→ **EXERCISE TASK**
Please pick out and copy every line in the entries below that contains the word "flower".

○ ○ ○

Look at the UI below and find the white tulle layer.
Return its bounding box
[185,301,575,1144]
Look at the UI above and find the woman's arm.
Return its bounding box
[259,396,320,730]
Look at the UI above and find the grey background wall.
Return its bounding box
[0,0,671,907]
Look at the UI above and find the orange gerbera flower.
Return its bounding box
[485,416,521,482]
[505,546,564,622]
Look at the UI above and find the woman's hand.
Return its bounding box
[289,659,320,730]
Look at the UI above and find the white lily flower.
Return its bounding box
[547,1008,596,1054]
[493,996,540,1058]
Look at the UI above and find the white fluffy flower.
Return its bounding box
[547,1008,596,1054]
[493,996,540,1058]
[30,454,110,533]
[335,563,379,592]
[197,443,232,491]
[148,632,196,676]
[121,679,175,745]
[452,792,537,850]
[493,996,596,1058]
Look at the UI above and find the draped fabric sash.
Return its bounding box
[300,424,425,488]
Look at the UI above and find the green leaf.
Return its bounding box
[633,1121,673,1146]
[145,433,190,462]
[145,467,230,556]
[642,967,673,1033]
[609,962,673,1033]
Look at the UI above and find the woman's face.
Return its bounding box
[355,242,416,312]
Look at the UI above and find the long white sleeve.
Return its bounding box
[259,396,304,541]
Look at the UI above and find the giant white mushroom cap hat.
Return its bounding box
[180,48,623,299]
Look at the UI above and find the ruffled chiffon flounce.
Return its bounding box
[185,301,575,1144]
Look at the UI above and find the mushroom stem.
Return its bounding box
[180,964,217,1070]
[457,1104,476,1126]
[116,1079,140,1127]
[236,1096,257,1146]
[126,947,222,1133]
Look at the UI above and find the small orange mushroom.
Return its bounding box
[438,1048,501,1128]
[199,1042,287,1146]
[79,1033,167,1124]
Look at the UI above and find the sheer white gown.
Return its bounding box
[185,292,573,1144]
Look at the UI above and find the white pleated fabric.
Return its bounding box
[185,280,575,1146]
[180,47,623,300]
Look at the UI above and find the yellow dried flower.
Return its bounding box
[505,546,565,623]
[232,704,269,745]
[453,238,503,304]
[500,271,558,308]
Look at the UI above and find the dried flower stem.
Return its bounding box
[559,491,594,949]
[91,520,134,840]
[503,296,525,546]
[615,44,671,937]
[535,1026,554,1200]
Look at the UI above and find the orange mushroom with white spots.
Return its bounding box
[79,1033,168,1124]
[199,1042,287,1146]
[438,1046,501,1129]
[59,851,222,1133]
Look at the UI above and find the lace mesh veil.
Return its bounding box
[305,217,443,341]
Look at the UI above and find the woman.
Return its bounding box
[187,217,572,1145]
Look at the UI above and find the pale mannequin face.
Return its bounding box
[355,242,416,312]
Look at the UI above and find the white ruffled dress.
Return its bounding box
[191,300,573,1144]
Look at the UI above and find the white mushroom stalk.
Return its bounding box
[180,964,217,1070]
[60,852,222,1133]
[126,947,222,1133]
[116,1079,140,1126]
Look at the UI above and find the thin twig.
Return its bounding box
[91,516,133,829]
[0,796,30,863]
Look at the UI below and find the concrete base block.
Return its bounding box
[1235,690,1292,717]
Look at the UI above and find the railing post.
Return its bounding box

○ ○ ○

→ **RESPONSE FOR THIS EXERCISE**
Look at the UI above and find the orange gerbera flower.
Look at the UI above and find the white lily flower.
Look at the UI above and find the white fluffy flower.
Look at the UI above and find the yellow dried flower.
Look at the UI above and find the dried flower stem.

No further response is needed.